[WHAT YOU WILL DO]:
Write out the lines below without changes, from the first line through the line that contains "166 L 8 166", including both.

[DATA FOR THIS EXERCISE]:

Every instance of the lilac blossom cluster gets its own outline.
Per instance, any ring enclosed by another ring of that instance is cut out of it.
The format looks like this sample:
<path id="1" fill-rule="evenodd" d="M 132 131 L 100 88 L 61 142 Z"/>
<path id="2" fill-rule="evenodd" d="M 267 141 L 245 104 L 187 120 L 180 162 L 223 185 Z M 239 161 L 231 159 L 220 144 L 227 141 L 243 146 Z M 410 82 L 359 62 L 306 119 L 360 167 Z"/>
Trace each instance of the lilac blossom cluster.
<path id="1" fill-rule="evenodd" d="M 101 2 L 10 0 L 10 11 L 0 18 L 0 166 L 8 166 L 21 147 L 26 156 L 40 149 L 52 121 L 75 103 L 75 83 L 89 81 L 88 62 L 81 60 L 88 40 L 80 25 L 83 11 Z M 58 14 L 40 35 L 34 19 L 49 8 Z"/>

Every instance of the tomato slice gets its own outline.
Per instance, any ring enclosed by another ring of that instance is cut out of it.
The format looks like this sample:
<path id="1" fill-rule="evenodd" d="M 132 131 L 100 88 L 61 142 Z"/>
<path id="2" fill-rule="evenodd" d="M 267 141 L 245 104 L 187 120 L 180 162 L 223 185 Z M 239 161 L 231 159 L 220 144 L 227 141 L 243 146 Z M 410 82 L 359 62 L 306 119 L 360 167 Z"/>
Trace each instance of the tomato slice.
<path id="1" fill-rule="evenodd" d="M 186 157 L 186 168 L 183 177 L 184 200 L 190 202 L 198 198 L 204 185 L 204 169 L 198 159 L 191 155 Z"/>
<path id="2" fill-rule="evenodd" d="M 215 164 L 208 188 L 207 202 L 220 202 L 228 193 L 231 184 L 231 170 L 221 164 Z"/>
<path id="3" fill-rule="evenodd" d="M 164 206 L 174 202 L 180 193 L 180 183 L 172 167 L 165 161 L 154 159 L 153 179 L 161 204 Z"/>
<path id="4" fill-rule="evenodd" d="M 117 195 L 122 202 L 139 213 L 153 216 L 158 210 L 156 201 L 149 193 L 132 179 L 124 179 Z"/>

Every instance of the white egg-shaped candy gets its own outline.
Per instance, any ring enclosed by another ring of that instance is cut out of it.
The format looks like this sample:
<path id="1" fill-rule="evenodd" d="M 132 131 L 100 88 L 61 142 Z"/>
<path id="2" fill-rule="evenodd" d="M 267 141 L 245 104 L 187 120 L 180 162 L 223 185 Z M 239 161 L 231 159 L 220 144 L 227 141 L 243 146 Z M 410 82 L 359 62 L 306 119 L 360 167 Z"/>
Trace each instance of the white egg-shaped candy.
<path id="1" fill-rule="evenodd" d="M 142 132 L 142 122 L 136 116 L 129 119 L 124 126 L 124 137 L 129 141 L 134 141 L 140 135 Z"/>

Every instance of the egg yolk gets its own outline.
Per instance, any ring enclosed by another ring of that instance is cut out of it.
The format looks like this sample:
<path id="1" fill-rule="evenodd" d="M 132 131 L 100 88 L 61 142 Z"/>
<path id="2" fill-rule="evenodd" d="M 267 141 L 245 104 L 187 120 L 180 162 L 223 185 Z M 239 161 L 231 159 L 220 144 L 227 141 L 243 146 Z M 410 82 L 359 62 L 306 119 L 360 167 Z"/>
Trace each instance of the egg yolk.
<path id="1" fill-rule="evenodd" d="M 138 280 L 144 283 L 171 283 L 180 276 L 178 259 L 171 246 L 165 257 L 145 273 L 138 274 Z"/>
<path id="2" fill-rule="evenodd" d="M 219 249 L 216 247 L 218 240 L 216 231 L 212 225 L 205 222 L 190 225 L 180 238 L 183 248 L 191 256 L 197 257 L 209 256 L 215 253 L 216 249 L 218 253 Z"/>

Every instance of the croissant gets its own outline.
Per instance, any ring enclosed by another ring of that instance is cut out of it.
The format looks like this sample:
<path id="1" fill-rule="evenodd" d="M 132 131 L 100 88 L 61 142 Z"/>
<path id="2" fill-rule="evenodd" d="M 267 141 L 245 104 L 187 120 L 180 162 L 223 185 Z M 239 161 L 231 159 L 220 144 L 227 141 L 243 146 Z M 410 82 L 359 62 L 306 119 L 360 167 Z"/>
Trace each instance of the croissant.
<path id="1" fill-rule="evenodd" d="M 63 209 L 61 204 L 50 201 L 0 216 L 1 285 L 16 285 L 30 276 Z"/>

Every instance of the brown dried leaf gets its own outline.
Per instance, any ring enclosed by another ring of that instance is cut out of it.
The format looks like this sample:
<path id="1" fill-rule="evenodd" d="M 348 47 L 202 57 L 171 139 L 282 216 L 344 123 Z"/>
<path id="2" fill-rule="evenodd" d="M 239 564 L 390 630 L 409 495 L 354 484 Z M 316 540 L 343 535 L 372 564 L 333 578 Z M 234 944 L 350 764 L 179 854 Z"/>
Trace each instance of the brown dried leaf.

[WRITTEN RESPONSE]:
Every instance of the lilac blossom cluster gets its own outline.
Per instance, any ring enclosed by another ring of that instance is cut out of it.
The format looks like this sample:
<path id="1" fill-rule="evenodd" d="M 132 131 L 100 88 L 61 142 Z"/>
<path id="2" fill-rule="evenodd" d="M 267 141 L 245 104 L 187 120 L 180 162 L 223 185 Z M 239 161 L 231 159 L 220 144 L 227 141 L 243 146 Z M 410 82 L 359 62 L 306 119 L 360 167 Z"/>
Trace each instance of the lilac blossom cluster.
<path id="1" fill-rule="evenodd" d="M 101 2 L 10 0 L 10 11 L 0 18 L 0 166 L 8 166 L 21 147 L 26 156 L 40 149 L 52 121 L 75 103 L 75 83 L 89 81 L 88 62 L 81 60 L 88 40 L 80 25 L 83 11 Z M 58 14 L 40 35 L 34 19 L 49 8 Z"/>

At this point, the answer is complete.